=== What needs to be done ===
Below are entries; output exactly the lines from the one with "Expected output: one point per instance of the blue garden" to the one with "Expected output: one point per instance of the clump", both included, and nothing else.

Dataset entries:
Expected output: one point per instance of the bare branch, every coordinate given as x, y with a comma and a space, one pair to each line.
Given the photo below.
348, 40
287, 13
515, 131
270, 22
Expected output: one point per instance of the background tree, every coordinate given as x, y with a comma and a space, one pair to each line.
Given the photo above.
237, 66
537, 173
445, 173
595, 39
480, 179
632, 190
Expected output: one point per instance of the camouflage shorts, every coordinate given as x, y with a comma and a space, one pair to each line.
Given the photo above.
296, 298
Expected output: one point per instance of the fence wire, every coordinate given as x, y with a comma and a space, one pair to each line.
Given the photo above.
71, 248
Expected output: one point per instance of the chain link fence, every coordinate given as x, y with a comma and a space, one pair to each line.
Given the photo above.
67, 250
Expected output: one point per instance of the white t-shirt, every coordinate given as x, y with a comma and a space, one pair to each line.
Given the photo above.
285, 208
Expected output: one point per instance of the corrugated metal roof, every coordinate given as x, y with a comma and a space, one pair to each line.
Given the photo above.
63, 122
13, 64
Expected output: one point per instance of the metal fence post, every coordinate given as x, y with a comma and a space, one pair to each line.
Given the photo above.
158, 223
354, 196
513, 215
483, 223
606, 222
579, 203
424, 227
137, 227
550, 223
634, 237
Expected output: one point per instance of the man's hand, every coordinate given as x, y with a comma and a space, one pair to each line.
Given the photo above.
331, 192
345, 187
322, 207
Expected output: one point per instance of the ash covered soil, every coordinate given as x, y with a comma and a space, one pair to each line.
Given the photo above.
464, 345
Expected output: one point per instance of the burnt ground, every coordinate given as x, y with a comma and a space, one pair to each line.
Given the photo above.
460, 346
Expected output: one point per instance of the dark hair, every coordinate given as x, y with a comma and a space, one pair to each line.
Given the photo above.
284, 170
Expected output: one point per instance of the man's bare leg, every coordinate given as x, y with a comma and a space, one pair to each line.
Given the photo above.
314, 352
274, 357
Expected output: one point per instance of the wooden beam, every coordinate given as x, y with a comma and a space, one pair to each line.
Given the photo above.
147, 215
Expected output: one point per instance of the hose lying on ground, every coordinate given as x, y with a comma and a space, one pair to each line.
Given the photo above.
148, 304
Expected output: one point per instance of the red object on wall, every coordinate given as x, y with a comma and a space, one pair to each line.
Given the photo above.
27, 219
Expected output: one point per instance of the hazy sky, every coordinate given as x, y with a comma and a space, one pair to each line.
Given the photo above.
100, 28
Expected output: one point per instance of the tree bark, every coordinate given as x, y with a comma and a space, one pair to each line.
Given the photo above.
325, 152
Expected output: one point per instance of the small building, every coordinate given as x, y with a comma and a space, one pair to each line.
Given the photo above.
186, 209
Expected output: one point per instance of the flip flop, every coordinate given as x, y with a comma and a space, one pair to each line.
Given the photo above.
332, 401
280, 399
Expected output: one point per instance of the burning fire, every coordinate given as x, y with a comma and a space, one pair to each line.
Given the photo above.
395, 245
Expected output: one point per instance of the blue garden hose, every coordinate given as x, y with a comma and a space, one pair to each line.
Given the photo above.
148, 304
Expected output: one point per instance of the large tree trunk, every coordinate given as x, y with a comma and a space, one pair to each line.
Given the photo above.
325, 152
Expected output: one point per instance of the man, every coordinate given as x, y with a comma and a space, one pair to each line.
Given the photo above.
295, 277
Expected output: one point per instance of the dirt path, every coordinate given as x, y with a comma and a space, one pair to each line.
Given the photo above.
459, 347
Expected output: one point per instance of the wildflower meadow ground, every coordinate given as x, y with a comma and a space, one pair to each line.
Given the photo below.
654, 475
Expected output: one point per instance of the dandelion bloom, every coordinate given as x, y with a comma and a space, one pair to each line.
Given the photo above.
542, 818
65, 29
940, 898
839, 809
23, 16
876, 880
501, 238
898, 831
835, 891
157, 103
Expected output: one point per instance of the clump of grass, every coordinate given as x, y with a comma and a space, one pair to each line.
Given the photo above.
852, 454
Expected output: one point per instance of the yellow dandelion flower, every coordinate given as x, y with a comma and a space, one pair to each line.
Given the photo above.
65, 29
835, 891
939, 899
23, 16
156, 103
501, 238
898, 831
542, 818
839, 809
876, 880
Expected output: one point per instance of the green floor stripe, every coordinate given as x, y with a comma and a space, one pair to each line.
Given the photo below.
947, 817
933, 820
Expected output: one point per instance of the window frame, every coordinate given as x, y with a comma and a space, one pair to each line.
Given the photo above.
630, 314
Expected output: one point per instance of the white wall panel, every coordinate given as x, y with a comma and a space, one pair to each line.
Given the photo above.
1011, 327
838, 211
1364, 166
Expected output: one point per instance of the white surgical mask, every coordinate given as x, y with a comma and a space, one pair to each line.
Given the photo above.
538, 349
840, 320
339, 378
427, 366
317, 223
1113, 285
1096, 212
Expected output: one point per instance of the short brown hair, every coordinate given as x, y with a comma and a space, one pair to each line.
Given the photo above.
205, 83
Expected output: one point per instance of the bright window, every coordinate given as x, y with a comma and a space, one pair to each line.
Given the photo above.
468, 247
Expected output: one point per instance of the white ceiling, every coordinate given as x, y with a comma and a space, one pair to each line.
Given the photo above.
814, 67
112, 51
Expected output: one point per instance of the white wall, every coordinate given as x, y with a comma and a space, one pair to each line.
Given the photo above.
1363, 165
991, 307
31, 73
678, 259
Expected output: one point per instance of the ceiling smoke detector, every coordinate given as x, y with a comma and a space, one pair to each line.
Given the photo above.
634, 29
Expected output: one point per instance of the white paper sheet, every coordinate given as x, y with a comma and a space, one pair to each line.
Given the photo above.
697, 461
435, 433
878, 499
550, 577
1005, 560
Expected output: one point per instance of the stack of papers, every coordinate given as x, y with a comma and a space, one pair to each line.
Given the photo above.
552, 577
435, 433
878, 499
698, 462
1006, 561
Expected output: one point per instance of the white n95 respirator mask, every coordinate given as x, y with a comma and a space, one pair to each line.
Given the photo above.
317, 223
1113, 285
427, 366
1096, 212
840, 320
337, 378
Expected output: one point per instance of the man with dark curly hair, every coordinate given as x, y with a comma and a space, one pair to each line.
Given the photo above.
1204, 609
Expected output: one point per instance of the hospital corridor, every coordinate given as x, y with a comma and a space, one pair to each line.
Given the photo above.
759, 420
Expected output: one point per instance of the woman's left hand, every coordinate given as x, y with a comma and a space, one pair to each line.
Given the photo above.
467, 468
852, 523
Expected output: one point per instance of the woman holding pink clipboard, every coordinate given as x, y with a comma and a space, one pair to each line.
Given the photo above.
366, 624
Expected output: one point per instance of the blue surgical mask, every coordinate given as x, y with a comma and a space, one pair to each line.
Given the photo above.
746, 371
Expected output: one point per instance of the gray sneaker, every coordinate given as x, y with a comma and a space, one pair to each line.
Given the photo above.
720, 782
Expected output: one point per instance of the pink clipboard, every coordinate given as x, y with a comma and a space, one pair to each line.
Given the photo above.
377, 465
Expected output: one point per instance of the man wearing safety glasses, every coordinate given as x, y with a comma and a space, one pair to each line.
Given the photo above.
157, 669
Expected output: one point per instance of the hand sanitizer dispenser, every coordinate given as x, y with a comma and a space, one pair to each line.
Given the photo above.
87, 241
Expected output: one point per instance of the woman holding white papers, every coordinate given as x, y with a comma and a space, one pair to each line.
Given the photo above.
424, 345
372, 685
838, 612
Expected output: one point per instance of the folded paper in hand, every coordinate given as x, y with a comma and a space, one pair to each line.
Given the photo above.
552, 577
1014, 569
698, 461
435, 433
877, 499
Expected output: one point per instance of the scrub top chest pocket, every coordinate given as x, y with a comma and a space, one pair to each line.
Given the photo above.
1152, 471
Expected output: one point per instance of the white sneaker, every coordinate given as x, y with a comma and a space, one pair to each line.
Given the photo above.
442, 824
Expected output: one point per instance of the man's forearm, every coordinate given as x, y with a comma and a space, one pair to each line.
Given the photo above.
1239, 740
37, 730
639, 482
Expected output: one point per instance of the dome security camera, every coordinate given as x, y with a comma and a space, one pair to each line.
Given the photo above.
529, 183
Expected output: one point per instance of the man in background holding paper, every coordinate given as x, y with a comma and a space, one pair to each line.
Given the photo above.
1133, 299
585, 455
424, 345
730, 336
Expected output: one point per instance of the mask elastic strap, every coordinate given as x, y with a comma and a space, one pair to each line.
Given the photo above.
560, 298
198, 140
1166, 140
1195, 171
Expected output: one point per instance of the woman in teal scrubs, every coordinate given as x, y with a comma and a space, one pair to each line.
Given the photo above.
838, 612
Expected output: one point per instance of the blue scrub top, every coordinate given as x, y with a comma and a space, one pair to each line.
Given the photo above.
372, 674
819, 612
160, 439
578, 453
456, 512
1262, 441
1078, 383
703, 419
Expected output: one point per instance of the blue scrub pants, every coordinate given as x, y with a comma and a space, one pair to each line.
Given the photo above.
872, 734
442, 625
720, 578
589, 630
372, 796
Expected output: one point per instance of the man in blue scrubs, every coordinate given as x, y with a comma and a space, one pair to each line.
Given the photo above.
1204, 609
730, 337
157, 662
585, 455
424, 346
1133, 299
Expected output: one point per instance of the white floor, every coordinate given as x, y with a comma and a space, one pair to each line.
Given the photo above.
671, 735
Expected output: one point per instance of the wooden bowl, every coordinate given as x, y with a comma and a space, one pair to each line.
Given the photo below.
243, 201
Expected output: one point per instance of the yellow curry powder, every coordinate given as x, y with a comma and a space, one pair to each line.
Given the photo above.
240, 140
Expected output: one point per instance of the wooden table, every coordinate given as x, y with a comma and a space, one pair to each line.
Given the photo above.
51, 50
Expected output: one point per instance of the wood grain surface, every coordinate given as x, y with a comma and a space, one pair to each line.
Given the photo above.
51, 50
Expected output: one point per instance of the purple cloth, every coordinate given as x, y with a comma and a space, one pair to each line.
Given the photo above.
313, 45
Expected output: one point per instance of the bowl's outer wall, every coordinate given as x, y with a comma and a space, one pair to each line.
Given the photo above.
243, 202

=== Solution for this task ===
Expected output: one point per instance of the blue garden hose, every coordinate given as x, y with a comma and a space, one pair to each line.
Given the photo above.
148, 304
Expected output: one point per instance of the large tree trunk, every coordinate given as x, y with a comma and a space, one pair to each line.
Given the photo above.
325, 152
Expected output: one point per instance of the man, every coordinate given as x, y with a comma and a space, one pair to each line.
Given the photo above.
295, 277
Expected output: one point per instance of the dirt path, every coordinate given as x, y with a comma and a space, one pair to each line.
Given the photo above.
459, 347
Expected output: one point per instance of the wildflower meadow ground, every coordinate given as x, y with a comma and a space, one pair to each line.
Given the photo below.
654, 475
Expected output: one point per instance of the dandelion bloom, every coordinate given as x, y with a comma and a space, one pair to each line.
Given the photo above.
542, 818
65, 29
940, 898
839, 809
23, 16
876, 880
501, 238
898, 831
835, 891
157, 103
Expected output: one point per instance of the clump of grass, every coordinate given as x, y with a comma and a space, one pair to each line.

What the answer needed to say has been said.